**GIVEN RECORDS**
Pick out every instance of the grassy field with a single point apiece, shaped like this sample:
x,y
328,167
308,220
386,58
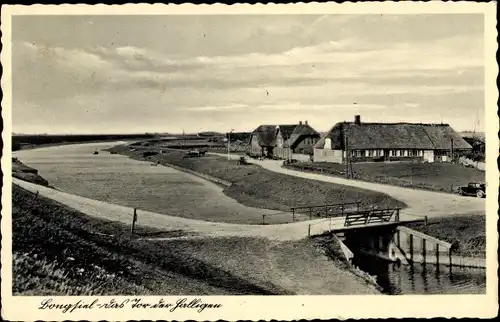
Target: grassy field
x,y
59,251
257,187
467,233
445,177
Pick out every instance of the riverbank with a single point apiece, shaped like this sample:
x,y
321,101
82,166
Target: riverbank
x,y
466,233
23,172
253,186
74,254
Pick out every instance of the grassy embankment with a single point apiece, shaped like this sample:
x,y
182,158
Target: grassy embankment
x,y
59,251
443,177
257,187
466,233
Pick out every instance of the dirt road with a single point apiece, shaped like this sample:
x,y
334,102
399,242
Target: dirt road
x,y
104,210
420,202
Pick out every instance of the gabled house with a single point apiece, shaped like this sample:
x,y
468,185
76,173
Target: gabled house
x,y
285,141
360,142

**TASK DETAILS**
Transcribe the listing in full. Leave the pictures out.

**OUTPUT FOR THIS TASK**
Pick out every instance of the grassy field with a single point apiece, shaped like this sample:
x,y
328,167
308,220
386,58
Target: grassy field
x,y
59,251
257,187
467,233
445,177
Pick out every instance of the riverbank with a single point apiece, shaped like this sample:
x,y
321,101
82,166
Target: riverbank
x,y
466,233
23,172
253,186
74,254
Pick out every instance of the grassy embankment with a single point apiece, shaped like this sample:
x,y
182,158
Target: grassy embankment
x,y
59,251
443,177
257,187
466,233
Pick out every instance of the dirt road with a single point apiece, shaped like this sample:
x,y
334,102
399,242
Target: dirt road
x,y
104,210
420,202
Pick out every instance of the gabled house with a single point apiece, shaped like this sample:
x,y
468,185
76,173
Target: gabled house
x,y
285,141
360,142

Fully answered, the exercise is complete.